* **Testo**:

---

La notte di “We are the World”

(ilpost.it, 28 gennaio 2025)

Sulla porta degli A&M Studios di Los Angeles il 28 gennaio del 1985 c’era un cartello che invitava a lasciare «l’ego fuori dalla porta». Lo aveva attaccato il leggendario produttore e compositore Quincy Jones in vista di quella che, 40 anni fa, fu una notte memorabile per la storia del pop: quella in cui fu registrata We are the World, una delle canzoni più conosciute di sempre.

Nell’ampia sala dello studio di registrazione si riunirono 46 tra i maggiori cantanti e musicisti statunitensi del momento per cantare tutti insieme la canzone scritta da Michael Jackson e Lionel Richie, con l’obiettivo di raccogliere fondi per progetti umanitari in Africa. Una pratica filantropica molto diffusa negli anni Ottanta e di cui fin da subito emersero limiti e contraddizioni, che, in anni recenti, sono stati riproposti e divulgati anche da intellettuali, musicisti e attivisti africani.

---

* **Insieme di dati**:
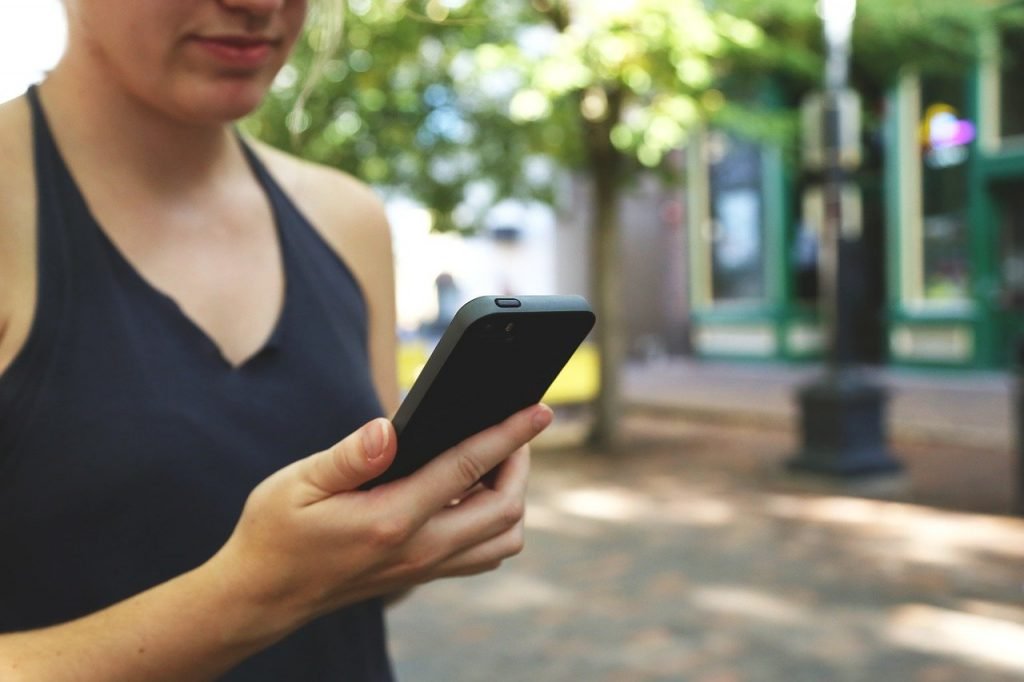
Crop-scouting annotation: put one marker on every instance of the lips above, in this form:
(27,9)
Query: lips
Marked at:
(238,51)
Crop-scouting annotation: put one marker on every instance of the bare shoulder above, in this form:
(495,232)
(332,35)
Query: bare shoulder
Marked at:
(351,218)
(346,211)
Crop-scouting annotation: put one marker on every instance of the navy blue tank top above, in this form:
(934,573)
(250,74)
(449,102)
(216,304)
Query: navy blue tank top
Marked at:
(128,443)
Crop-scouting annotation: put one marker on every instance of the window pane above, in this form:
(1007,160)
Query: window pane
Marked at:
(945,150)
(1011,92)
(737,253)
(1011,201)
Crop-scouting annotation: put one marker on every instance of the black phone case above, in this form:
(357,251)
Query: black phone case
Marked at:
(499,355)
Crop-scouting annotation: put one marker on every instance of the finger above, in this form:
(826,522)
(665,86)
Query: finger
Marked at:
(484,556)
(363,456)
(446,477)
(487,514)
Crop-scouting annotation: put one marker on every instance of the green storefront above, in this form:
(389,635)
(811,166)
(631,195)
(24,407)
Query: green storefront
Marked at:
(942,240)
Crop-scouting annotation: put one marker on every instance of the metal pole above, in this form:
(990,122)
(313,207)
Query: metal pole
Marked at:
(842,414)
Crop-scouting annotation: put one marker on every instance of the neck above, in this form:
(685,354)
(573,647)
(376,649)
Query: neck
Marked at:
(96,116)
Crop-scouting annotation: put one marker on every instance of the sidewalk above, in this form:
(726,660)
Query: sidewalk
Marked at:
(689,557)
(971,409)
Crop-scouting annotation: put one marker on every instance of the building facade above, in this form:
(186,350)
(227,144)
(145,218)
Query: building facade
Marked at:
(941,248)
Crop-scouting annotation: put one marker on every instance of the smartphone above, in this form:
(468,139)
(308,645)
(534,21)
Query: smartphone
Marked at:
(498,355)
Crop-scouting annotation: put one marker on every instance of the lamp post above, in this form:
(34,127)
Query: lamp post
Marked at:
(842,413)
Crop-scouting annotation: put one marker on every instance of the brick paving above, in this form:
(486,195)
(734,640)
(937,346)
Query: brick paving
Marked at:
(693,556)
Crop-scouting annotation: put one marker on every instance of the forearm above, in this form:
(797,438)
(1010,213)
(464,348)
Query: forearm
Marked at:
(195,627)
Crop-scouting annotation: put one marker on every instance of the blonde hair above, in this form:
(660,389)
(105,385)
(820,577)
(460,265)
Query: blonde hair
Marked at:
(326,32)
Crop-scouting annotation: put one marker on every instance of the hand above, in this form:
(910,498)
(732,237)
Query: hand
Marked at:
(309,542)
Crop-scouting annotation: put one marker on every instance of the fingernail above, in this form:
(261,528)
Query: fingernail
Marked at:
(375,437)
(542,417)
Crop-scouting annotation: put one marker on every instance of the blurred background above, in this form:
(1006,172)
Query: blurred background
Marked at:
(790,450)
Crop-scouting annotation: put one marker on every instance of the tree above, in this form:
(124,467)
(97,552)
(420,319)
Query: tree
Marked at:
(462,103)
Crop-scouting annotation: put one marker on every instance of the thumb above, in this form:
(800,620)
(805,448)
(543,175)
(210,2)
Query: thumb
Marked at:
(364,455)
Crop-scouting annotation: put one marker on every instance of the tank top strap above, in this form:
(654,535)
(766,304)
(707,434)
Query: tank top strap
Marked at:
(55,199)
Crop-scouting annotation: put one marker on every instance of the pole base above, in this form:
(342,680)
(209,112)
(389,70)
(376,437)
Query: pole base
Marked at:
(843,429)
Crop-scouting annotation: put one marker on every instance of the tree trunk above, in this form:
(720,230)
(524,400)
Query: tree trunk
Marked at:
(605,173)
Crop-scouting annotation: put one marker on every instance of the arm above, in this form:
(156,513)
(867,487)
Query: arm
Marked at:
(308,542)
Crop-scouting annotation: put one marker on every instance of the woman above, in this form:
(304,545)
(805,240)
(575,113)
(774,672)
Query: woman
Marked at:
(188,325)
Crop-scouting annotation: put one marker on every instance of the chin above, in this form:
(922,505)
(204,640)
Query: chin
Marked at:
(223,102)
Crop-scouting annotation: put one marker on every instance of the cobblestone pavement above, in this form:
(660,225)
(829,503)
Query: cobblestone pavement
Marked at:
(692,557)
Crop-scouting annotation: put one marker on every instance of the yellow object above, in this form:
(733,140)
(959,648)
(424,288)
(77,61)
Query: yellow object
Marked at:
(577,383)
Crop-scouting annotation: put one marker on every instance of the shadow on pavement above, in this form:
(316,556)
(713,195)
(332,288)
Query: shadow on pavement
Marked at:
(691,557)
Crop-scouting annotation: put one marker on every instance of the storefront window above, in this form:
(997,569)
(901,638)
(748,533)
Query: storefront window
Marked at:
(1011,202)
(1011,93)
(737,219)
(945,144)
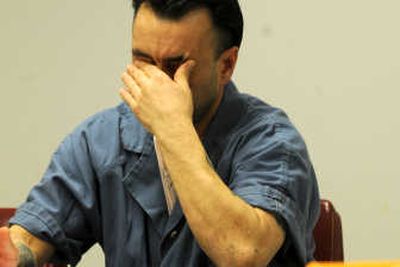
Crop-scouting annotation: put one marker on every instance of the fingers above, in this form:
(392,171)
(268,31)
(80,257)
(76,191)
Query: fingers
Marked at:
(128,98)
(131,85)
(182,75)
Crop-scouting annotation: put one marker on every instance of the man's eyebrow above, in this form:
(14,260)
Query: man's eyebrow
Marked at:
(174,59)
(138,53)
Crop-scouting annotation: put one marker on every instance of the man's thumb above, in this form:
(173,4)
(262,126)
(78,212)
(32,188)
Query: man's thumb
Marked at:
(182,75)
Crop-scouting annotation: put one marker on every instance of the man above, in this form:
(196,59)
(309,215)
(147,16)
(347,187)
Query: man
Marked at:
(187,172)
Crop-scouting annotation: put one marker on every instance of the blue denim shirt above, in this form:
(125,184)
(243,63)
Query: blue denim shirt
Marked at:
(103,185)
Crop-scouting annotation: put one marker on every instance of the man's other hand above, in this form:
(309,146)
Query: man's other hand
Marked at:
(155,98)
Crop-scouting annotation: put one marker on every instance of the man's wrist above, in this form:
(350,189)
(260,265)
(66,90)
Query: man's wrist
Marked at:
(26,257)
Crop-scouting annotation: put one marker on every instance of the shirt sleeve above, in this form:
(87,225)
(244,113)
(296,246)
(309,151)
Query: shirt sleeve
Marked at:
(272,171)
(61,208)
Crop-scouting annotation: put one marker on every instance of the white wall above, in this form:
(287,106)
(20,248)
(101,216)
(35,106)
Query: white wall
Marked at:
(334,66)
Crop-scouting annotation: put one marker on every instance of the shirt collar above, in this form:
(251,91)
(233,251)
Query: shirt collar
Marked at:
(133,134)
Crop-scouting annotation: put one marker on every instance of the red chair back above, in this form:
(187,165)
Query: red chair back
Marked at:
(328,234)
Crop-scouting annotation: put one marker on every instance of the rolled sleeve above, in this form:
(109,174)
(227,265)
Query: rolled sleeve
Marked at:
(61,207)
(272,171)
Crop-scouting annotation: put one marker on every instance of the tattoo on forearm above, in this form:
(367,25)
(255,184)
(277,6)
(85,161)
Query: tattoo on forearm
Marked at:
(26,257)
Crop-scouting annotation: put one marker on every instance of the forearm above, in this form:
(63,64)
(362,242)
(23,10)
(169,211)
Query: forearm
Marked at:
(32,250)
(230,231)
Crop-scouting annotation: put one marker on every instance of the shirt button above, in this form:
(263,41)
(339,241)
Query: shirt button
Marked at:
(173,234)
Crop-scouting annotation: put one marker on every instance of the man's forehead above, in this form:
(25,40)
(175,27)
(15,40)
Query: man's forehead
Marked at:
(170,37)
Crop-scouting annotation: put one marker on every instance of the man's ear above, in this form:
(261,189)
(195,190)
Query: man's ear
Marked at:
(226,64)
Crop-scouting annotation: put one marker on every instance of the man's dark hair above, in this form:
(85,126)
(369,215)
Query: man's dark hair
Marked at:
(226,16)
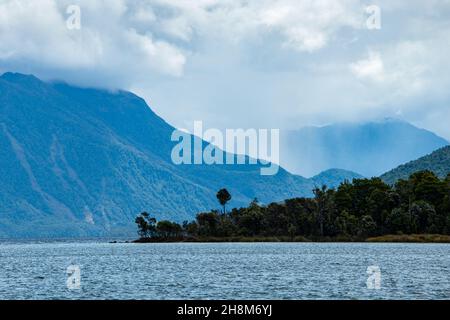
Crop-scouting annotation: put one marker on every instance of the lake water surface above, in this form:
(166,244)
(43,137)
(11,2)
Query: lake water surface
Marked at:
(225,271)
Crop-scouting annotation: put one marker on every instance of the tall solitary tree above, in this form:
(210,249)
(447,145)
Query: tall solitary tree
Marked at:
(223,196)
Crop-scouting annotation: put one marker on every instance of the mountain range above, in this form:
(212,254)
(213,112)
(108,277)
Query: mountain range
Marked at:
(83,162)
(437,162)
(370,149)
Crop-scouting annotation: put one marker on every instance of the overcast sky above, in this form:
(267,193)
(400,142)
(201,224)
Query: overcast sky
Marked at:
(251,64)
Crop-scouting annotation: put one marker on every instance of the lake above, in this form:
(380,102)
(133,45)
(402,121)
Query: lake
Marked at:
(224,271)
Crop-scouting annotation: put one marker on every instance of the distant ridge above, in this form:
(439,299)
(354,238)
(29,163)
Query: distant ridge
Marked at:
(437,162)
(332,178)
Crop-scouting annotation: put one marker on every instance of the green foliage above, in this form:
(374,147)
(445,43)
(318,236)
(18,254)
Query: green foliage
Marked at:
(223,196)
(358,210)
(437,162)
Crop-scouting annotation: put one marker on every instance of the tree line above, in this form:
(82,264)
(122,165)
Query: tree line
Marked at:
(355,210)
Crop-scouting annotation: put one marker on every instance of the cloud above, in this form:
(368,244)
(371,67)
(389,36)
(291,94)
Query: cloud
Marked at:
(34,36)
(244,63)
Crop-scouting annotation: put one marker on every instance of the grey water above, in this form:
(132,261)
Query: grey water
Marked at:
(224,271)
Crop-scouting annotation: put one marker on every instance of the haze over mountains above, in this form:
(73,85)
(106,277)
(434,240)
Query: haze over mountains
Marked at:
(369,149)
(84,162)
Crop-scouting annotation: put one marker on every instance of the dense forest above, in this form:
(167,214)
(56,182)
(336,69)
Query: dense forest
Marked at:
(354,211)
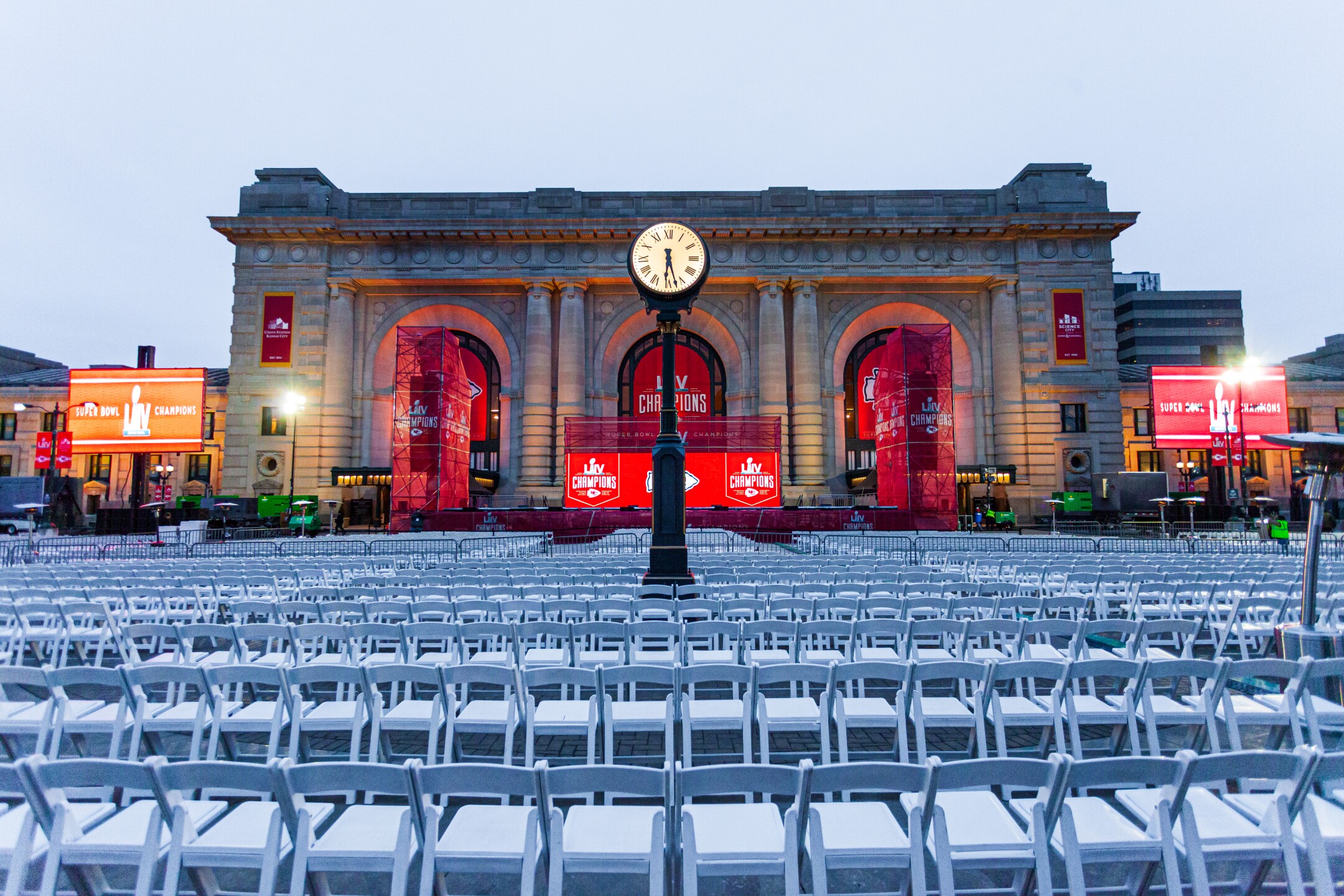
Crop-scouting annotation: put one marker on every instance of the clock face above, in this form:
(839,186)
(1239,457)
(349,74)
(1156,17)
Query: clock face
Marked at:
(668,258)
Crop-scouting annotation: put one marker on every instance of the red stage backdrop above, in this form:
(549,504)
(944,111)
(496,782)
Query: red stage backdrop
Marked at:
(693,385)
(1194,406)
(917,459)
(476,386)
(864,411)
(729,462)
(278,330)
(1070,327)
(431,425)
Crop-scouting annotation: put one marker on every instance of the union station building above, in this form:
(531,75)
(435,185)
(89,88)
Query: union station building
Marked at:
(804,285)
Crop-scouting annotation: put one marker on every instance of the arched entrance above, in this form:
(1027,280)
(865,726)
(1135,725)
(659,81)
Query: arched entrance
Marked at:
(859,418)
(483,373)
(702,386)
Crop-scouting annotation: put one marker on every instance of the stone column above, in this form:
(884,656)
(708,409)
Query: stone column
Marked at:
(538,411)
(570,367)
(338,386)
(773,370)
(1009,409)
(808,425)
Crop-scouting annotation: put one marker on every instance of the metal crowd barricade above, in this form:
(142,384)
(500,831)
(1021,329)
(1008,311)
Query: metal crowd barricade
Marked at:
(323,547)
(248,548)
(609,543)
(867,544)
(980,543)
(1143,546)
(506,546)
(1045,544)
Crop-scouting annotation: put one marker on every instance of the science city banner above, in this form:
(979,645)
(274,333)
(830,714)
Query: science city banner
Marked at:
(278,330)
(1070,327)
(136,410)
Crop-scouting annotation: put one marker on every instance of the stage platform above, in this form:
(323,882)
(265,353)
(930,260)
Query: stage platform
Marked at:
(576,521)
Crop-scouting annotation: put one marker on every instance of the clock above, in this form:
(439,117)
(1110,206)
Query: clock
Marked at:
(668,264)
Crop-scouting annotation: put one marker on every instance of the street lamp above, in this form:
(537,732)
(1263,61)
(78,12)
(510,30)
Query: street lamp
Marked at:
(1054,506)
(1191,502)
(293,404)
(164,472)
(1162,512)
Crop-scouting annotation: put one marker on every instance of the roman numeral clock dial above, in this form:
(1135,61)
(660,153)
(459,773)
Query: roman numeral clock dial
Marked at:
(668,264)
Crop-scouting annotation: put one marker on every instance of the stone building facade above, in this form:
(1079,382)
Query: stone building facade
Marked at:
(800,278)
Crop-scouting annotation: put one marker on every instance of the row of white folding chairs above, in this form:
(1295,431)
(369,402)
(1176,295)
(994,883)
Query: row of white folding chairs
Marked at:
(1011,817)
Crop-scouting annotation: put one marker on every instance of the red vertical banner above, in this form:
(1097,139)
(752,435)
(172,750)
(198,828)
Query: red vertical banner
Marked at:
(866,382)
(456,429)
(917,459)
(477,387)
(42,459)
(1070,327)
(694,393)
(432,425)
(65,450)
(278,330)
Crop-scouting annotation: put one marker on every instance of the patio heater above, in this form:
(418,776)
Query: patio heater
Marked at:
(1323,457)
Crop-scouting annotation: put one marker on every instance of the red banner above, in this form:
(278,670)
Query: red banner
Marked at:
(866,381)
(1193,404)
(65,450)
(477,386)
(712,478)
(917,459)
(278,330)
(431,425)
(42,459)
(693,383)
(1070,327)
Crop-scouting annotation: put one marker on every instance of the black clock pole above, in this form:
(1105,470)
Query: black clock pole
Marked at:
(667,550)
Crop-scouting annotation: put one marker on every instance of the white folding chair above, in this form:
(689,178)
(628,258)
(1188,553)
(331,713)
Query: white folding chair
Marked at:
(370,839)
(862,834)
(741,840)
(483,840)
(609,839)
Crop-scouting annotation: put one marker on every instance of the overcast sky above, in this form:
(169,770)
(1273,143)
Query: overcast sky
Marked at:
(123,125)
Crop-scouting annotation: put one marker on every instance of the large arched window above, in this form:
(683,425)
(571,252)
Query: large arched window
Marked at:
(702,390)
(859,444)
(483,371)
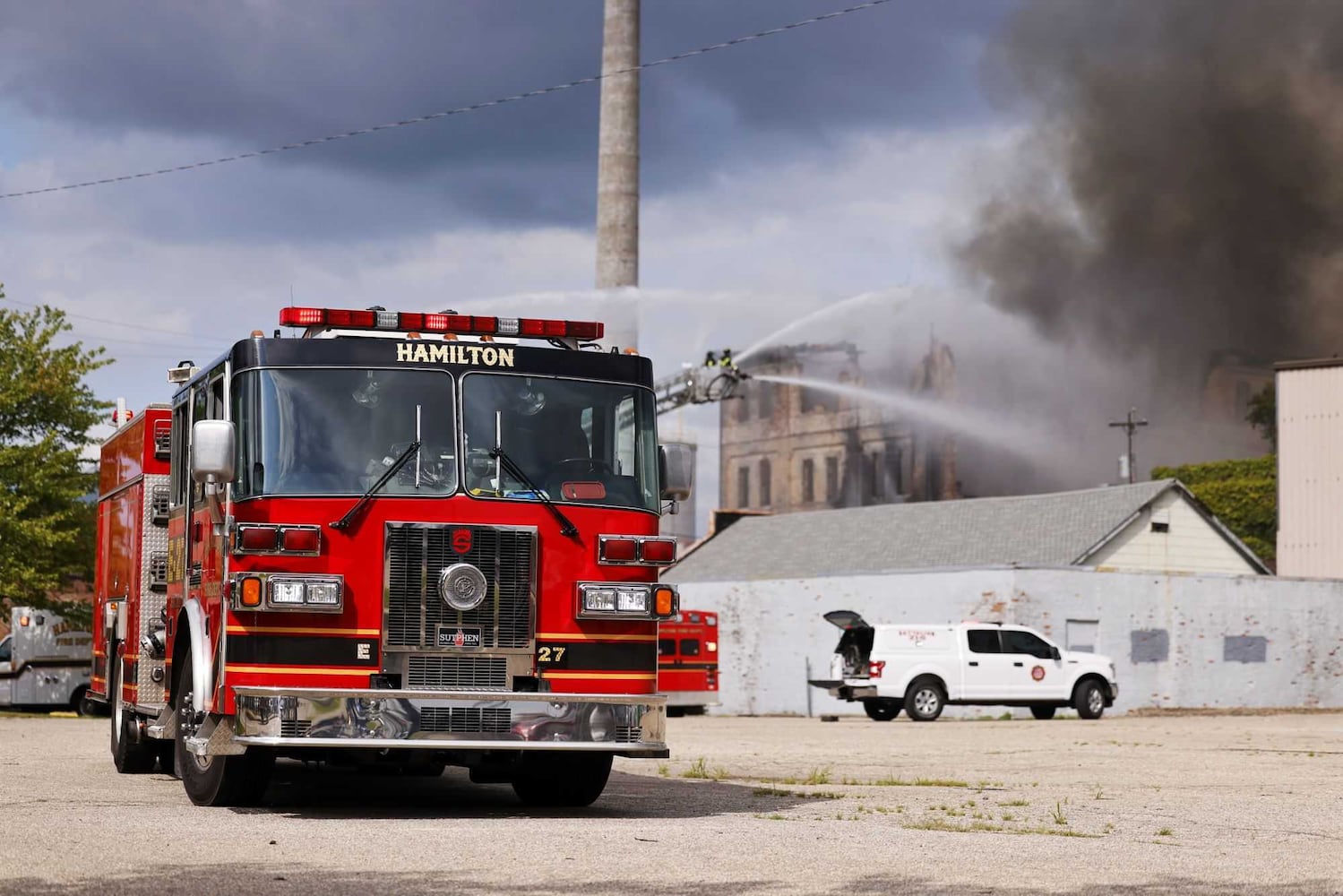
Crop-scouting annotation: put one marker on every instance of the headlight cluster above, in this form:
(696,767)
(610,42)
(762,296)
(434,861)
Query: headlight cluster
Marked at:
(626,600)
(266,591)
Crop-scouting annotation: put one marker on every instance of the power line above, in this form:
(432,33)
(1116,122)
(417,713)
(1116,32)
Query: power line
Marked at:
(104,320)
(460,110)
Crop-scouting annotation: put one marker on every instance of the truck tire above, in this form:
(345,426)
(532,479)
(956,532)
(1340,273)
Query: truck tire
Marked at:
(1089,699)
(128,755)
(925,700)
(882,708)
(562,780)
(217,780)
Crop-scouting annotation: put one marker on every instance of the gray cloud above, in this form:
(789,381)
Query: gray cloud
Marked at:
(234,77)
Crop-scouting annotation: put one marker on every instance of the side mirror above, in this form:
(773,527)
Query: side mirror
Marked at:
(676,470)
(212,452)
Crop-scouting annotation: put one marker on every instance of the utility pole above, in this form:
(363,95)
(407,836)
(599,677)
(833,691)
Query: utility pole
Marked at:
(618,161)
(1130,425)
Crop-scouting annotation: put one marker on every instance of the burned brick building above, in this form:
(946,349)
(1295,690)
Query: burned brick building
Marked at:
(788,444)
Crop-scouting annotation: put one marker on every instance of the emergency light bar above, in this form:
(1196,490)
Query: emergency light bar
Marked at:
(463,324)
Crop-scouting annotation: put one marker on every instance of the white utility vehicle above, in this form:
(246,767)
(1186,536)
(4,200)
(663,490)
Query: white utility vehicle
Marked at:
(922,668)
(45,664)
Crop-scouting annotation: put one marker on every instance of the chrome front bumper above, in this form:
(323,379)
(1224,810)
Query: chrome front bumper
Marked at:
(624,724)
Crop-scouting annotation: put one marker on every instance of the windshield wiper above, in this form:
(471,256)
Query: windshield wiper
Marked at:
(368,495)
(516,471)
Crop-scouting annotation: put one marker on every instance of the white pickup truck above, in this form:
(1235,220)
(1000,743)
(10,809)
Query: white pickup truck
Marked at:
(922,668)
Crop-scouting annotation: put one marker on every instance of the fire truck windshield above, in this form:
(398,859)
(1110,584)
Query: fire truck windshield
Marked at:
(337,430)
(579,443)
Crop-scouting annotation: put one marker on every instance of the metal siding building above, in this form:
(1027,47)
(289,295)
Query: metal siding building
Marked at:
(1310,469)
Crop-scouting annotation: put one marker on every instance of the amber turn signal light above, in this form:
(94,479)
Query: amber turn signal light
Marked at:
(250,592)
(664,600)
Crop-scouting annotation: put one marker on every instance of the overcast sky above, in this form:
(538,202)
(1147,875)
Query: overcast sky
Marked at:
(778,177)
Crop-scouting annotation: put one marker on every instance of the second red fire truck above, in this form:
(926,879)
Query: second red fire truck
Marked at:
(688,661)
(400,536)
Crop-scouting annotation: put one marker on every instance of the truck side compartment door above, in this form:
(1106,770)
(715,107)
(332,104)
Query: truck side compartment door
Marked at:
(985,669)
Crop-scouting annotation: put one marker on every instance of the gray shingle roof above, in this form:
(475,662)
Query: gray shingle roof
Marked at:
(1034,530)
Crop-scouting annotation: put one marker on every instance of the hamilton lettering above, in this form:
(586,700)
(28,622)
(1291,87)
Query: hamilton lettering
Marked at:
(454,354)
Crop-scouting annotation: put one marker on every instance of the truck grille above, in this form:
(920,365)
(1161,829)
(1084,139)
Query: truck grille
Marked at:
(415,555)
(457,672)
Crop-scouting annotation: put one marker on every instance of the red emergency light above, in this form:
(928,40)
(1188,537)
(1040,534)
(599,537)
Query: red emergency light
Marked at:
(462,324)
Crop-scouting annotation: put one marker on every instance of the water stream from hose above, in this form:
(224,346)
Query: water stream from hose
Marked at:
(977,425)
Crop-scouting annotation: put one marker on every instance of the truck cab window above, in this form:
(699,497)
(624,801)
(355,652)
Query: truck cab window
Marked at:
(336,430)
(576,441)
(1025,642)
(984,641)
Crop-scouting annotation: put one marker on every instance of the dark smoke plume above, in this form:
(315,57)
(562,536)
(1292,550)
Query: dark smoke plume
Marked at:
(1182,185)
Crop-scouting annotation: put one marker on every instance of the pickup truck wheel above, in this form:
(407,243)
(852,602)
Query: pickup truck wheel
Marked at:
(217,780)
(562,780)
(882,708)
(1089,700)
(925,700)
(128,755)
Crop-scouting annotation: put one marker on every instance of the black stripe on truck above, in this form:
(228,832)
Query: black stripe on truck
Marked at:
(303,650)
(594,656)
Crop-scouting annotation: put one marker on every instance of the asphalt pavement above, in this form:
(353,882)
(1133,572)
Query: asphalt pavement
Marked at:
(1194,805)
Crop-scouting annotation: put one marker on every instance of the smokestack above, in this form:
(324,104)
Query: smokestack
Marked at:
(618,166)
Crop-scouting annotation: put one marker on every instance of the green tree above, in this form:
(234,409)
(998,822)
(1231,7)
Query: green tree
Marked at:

---

* **Consegne dell'esercizio**:
A. Ripeta il passo del testo compreso tra "Nell’ampia sala dello" e "e attivisti africani.", estremi inclusi.
B. Risponda alle seguenti domande basandosi sul testo:
(i) In quale città si trovavano gli A&M Studios?
(ii) Quanti cantanti e musicisti si riunirono nella sala di registrazione?
(iii) Chi scrisse la canzone?
C. Elenchi tutte le persone citate per nome nel testo.
Le righe non hanno alcun legame con il testo.

* **Soluzioni**:
A.
Nell’ampia sala dello studio di registrazione si riunirono 46 tra i maggiori cantanti e musicisti statunitensi del momento per cantare tutti insieme la canzone scritta da Michael Jackson e Lionel Richie, con l’obiettivo di raccogliere fondi per progetti umanitari in Africa. Una pratica filantropica molto diffusa negli anni Ottanta e di cui fin da subito emersero limiti e contraddizioni, che, in anni recenti, sono stati riproposti e divulgati anche da intellettuali, musicisti e attivisti africani.

B.
(i) A Los Angeles.
(ii) 46.
(iii) Michael Jackson e Lionel Richie.

C. Quincy Jones, Michael Jackson, Lionel Richie